Everything from the line with "I'm looking for the wooden post" down to the last line of the material below must be written out exactly. Leave out all other lines.

EXCERPTED DATA:
************
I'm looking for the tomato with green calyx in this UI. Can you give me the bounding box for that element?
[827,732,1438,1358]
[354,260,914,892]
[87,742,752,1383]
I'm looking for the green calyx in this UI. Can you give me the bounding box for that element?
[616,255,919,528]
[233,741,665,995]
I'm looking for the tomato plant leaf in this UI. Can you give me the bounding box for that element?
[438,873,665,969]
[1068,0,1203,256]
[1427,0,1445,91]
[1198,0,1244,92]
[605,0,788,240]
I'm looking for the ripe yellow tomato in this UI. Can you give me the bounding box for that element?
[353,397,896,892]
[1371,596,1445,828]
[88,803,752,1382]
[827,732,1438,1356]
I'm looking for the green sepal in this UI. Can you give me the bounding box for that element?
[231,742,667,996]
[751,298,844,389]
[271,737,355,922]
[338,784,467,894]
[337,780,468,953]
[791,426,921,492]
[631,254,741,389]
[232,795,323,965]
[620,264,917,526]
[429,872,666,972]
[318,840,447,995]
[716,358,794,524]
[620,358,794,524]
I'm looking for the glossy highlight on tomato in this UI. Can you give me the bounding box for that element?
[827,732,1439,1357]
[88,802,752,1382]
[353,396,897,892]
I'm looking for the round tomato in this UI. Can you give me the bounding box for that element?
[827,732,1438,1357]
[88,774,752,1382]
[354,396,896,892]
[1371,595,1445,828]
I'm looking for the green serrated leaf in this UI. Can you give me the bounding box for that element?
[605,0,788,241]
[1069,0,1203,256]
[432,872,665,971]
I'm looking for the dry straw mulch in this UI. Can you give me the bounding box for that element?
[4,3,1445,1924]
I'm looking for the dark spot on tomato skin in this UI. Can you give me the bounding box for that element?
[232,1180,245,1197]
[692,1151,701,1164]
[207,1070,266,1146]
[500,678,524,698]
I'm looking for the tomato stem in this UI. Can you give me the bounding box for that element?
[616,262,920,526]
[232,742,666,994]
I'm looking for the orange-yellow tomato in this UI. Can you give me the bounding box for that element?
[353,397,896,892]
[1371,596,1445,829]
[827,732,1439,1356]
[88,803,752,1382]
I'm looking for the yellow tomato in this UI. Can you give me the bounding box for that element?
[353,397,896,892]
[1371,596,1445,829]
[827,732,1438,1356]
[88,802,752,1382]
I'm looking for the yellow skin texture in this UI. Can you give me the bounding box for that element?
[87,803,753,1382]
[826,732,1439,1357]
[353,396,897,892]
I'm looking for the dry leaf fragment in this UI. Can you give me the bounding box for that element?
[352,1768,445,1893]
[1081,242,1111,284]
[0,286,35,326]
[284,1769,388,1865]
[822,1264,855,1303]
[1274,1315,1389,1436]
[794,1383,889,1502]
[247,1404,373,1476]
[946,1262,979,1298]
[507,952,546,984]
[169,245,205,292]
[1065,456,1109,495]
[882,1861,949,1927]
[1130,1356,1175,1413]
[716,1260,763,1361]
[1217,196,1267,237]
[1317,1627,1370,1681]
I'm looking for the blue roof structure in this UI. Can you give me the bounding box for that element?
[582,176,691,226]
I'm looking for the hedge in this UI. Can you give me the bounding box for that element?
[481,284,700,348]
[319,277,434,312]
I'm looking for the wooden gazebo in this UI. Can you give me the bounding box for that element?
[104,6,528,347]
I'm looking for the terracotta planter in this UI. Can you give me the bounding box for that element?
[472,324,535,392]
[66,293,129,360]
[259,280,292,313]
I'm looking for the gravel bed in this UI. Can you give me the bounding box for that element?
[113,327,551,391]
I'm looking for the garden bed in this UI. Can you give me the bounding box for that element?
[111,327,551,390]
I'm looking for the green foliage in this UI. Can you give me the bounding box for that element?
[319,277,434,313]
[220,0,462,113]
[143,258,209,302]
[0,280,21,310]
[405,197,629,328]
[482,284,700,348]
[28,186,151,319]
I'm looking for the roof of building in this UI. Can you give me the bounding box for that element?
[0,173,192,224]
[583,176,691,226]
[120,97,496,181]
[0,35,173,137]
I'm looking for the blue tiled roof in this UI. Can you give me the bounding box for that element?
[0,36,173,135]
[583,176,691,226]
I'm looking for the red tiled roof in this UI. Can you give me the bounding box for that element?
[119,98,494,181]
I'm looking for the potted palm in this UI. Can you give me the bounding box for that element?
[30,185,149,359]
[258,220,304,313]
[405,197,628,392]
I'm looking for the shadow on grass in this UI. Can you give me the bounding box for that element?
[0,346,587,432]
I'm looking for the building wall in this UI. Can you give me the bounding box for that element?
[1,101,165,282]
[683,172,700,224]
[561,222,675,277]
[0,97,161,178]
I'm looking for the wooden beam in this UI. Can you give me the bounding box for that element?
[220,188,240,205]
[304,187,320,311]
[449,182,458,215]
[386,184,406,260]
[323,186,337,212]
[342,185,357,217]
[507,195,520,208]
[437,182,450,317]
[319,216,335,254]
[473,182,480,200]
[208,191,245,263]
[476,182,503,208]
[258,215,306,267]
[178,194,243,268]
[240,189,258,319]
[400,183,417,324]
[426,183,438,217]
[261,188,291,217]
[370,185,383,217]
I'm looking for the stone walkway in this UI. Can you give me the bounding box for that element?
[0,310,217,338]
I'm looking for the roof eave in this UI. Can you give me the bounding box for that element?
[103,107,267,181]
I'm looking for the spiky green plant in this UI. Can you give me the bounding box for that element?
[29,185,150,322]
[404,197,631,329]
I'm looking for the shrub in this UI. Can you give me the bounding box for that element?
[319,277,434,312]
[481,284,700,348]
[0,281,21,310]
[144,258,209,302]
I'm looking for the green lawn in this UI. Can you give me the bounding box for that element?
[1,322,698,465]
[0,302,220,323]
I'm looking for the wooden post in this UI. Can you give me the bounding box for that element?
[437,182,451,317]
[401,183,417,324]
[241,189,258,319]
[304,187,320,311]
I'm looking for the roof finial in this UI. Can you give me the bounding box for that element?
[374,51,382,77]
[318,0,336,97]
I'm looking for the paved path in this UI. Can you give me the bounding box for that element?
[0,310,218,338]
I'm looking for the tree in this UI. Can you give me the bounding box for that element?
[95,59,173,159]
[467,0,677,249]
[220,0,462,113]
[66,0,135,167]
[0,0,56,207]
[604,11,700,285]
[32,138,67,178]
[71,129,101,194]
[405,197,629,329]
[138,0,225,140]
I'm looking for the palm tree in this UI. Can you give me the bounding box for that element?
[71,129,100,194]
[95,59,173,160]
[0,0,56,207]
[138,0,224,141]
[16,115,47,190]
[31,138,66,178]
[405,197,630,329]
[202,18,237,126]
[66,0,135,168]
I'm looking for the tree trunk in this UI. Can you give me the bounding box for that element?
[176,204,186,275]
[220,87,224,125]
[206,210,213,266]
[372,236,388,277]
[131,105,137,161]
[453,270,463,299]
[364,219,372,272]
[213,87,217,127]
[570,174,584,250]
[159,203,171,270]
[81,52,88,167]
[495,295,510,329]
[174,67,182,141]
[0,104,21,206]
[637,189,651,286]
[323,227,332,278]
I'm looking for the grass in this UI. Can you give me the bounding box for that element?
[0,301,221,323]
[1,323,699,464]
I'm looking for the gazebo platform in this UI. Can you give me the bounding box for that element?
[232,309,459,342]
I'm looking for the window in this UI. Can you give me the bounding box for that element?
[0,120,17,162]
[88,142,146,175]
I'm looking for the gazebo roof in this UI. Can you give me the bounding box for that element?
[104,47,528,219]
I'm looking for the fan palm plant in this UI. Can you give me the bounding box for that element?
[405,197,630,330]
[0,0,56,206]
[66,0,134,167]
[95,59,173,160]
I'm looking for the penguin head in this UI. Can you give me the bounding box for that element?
************
ANSWER TO THE PROBLEM:
I'm looking for the wooden post in this UI. Can you give me the bounding box for that element?
[437,182,451,317]
[401,183,417,324]
[241,189,258,319]
[304,187,320,311]
I'm looking for the roof finial in this UI. Can you give me the bounding box for that element?
[374,51,382,77]
[318,0,336,97]
I'm looking for the paved path in this UI. Can you give me the bounding box for that element?
[0,310,218,338]
I'm looking for the tree in this UI. Can you give me the bounding box for that element?
[95,59,173,159]
[467,0,677,249]
[220,0,462,113]
[66,0,135,167]
[0,0,56,207]
[604,11,700,285]
[32,138,67,178]
[71,129,101,194]
[405,197,629,329]
[138,0,225,140]
I'm looking for the palm tree in this UI. Can you give me the bounding box for that element?
[71,129,100,194]
[95,59,173,160]
[0,0,56,207]
[138,0,224,141]
[16,115,47,190]
[31,138,66,178]
[405,197,630,329]
[202,18,237,126]
[66,0,135,168]
I'm looking for the tree trunk in this UI. Can you give me the bounding box for that element?
[176,204,186,275]
[220,87,224,125]
[206,210,213,266]
[372,236,388,277]
[131,105,137,161]
[453,270,463,299]
[364,219,372,272]
[213,87,217,127]
[570,174,584,250]
[159,203,171,270]
[81,52,88,167]
[495,295,510,329]
[174,67,182,141]
[0,104,21,206]
[637,189,651,286]
[323,227,332,278]
I'm looking for the grass in this UI. Can you give me the bounding box for that element?
[0,301,221,323]
[1,323,699,464]
I'm looking for the gazebo platform in this UI. Can you give me the bounding box for that element?
[232,309,459,342]
I'm looking for the window in this UI. Can you give me the bounding box for that element?
[0,120,17,162]
[88,142,146,175]
I'm looking for the gazebo roof in this UI. Can you give me the bounding box for that element?
[104,47,528,219]
I'm looking for the fan palm plant in this UI. Can you give me the bounding box for that element?
[405,197,630,330]
[0,0,56,206]
[66,0,134,167]
[95,59,173,160]
I'm looking for the penguin head in this UI. Can you give me the bounding box for that element?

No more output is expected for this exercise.